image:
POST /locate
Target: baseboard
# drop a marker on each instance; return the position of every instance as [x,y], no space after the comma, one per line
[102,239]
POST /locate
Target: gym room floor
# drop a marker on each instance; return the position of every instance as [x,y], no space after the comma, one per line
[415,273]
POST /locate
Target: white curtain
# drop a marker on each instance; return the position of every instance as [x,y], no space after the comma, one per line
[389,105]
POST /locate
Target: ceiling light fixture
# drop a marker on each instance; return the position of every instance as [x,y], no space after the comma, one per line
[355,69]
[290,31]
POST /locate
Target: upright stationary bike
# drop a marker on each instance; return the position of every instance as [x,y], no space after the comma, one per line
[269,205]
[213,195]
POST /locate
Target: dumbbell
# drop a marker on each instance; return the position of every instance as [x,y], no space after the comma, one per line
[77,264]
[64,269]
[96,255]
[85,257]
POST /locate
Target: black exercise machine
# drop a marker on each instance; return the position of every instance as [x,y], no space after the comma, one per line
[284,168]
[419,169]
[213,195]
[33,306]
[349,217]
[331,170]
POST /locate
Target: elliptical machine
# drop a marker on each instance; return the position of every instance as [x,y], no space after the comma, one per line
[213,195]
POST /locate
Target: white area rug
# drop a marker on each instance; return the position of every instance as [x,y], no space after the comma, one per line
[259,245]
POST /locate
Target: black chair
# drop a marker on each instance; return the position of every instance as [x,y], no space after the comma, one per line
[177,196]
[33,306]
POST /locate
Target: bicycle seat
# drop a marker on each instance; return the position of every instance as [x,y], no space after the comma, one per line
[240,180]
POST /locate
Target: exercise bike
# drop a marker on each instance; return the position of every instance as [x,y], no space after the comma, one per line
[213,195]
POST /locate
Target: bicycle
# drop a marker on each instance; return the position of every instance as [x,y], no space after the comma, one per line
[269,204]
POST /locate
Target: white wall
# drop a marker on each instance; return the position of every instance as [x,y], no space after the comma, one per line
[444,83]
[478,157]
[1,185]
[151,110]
============================================================
Aim of the task: Repeat every record, exactly as written.

Solution for this task:
image:
POST /locate
Target: baseboard
# drop a marker on each instance; return the position of every instance as [x,y], no space after the comma, one per line
[102,239]
POST /locate
Target: gym room floor
# drop a marker on each instance; return the position of every instance as [x,y], no space after the comma, one per line
[415,273]
POST /locate
Target: white curtain
# drop a marker on each instance; return the position of every instance as [x,y], no space after the comma, one per line
[389,105]
POST /locate
Target: ceiling light fixture
# drop a marker on each instance; return the position of every instance as [x,y], no space after the comma, one per line
[355,69]
[290,31]
POST /locate
Target: upright stationary bike
# drop a marker on each instance; return the position of every instance as [x,y], no space after the comma, one per line
[269,205]
[213,195]
POST /locate
Target: dumbbell
# drop a marker on each instance; return the position of every instance as [x,y], no space after the comma, one per line
[77,264]
[64,269]
[96,255]
[85,257]
POST /locate
Target: black exercise machine
# drop a marker on each instance; return the position of every instance as [x,y], no space after the comma, one per line
[284,168]
[419,169]
[213,195]
[33,306]
[349,217]
[331,170]
POST /locate
Target: elliptical machine
# drop a marker on each instance; return the position of every instance as [x,y], no space after the comma, one per line
[213,195]
POST /locate
Target: white area rug
# drop a marker on each instance; return the position of every instance as [x,y], no space after the comma, one per line
[259,245]
POST /locate
Target: black chair
# drop a marker on each instance; return the position of every instance as [x,y], no space after the comma, one per line
[177,196]
[33,306]
POST /locate
Target: bicycle seat
# drop a marker on each instance; return the position of every instance as [x,y], no space after the comma, one per line
[240,180]
POST /locate
Target: exercise bike
# drop a marker on each instance; return the position of every instance as [x,y], no space after the comma, one per line
[213,195]
POST /locate
Target: bicycle
# drop a marker on each instance; return the position of every instance as [x,y], no space after the comma, one per line
[269,204]
POST /locate
Target: white wall
# drop a marker on each instance; return the position of every instance as [x,y], no space after the comma, one per line
[444,83]
[478,157]
[1,185]
[151,110]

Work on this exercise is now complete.